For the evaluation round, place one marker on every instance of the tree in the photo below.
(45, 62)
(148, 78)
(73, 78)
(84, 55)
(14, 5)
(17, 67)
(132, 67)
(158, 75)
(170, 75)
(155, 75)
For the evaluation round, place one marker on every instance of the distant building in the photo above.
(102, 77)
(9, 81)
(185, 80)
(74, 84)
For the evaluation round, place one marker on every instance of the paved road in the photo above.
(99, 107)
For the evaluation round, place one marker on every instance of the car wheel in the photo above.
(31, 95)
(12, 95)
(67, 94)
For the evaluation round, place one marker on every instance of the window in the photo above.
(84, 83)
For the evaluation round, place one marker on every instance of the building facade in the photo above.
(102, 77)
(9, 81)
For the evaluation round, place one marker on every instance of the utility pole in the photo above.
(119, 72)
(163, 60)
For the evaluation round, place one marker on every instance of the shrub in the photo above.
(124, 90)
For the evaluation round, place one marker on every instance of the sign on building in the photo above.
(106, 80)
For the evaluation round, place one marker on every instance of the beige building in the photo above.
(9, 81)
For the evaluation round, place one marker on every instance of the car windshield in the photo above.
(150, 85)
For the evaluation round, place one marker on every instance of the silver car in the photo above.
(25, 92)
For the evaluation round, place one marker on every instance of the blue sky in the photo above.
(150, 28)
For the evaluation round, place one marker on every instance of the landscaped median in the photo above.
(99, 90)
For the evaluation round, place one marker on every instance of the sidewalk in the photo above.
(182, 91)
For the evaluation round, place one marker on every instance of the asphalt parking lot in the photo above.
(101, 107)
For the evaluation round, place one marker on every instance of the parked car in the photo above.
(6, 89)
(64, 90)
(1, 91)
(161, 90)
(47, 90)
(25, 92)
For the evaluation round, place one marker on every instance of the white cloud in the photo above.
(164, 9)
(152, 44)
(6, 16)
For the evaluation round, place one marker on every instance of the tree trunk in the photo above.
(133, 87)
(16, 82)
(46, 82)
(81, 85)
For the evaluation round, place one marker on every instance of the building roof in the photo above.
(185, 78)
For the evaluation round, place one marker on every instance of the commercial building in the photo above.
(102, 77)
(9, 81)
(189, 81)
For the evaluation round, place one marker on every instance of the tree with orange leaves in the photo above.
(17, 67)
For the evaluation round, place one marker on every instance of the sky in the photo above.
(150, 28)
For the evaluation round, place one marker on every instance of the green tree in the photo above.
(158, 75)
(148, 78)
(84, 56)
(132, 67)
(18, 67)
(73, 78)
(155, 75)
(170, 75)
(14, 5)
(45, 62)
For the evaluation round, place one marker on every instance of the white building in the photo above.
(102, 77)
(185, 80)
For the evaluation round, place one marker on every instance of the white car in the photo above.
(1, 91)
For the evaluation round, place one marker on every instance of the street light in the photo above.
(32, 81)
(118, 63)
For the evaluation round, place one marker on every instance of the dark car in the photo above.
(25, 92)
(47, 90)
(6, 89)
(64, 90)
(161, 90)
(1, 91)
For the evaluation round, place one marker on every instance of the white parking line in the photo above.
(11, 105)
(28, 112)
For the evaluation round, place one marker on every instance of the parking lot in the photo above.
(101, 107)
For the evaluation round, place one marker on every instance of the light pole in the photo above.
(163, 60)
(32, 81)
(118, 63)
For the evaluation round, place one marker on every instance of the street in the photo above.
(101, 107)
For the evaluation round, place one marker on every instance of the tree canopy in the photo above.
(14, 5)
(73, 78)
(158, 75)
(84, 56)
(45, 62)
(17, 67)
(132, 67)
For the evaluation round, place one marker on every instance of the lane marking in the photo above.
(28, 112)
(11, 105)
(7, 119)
========
Repeat the material above in full, exactly as it stands.

For the evaluation round, place one marker on every instance of the tree in the photo below.
(45, 62)
(148, 78)
(73, 78)
(84, 55)
(14, 5)
(17, 67)
(132, 67)
(158, 75)
(170, 75)
(155, 75)
For the evaluation round, place one marker on every instance of the distant building in the photo above.
(102, 77)
(9, 81)
(185, 80)
(74, 84)
For the evaluation round, place one marker on every instance of the paved road in the photo above.
(99, 107)
For the evaluation round, place one marker on every instance of the car wheel in the photo above.
(31, 95)
(12, 95)
(67, 94)
For the evaluation round, place one marker on every instance of the window in the photo above.
(84, 83)
For the evaluation round, place one marker on every instance of the building facade in the photo above.
(102, 77)
(9, 81)
For the evaluation round, place one marker on every instance of the utility pole in the photo above.
(119, 72)
(163, 60)
For the evaluation round, place one marker on every instance of the shrub in the photo above.
(124, 90)
For the evaluation round, place one marker on every instance of the sign on building in the photo above.
(106, 80)
For the evaluation round, place one marker on every instance of the beige building in the photo above.
(9, 81)
For the evaluation round, place one marker on every instance of the car windshield in the photo above.
(150, 85)
For the evaluation round, place one marker on every instance of the silver car in the photo above.
(25, 92)
For the evaluation round, place one marker on every instance of the blue sky in the photo above.
(150, 28)
For the evaluation round, place one marker on every instance of the landscaped median in the photo above.
(99, 90)
For the evaluation round, place one marker on every instance of the sidewalk in the photo above.
(182, 91)
For the evaluation round, place one marker on every instance of the asphalt parking lot in the photo above.
(101, 107)
For the evaluation round, place one marker on every instance of the parked car in the photo above.
(6, 89)
(64, 90)
(1, 91)
(161, 90)
(47, 90)
(25, 92)
For the evaluation round, place one marker on every instance of the white cloud in the photo above.
(164, 9)
(152, 44)
(6, 16)
For the evaluation round, place one marker on every instance of the tree trunk in the photo above.
(133, 87)
(16, 82)
(46, 82)
(81, 85)
For the evaluation round, place one marker on every instance of the building roof in the photo above.
(185, 78)
For the evaluation round, place one marker on every instance of the commercial building in the photo above.
(102, 77)
(9, 81)
(189, 81)
For the evaluation round, place one marker on every instance of the tree with orange leaves in the photo above.
(17, 67)
For the evaluation round, place one marker on every instance of the sky in the photo above.
(150, 28)
For the evaluation round, place one marker on every instance of the green tree in the photo above.
(158, 75)
(148, 78)
(84, 56)
(132, 67)
(18, 67)
(73, 78)
(155, 75)
(170, 75)
(14, 5)
(45, 62)
For the evaluation round, place one marker on every instance of the white building in the photo above.
(102, 77)
(185, 80)
For the evaluation round, place one marker on every instance of the white car in the photo above.
(1, 91)
For the evaluation round, place one marker on every instance of the street light in the photo above.
(32, 81)
(118, 63)
For the evaluation round, place one marker on every instance of the dark car in the photo above.
(25, 92)
(47, 90)
(6, 89)
(64, 90)
(161, 90)
(1, 91)
For the evaluation round, place one marker on every instance of the white parking line in the photo above.
(11, 105)
(28, 112)
For the evaluation round, place one marker on every instance of the parking lot in the photo above.
(101, 107)
For the evaluation round, place one marker on every instance of the light pole in the photo above.
(163, 60)
(32, 81)
(118, 63)
For the evaluation round, place one marker on every instance of the street in the photo above.
(101, 107)
For the evaluation round, place one marker on every instance of the tree canopy in the photo above.
(14, 5)
(73, 78)
(158, 75)
(84, 56)
(45, 62)
(17, 67)
(132, 67)
For the evaluation round, place one marker on every instance of the lane marking in the photo above.
(28, 112)
(11, 105)
(7, 119)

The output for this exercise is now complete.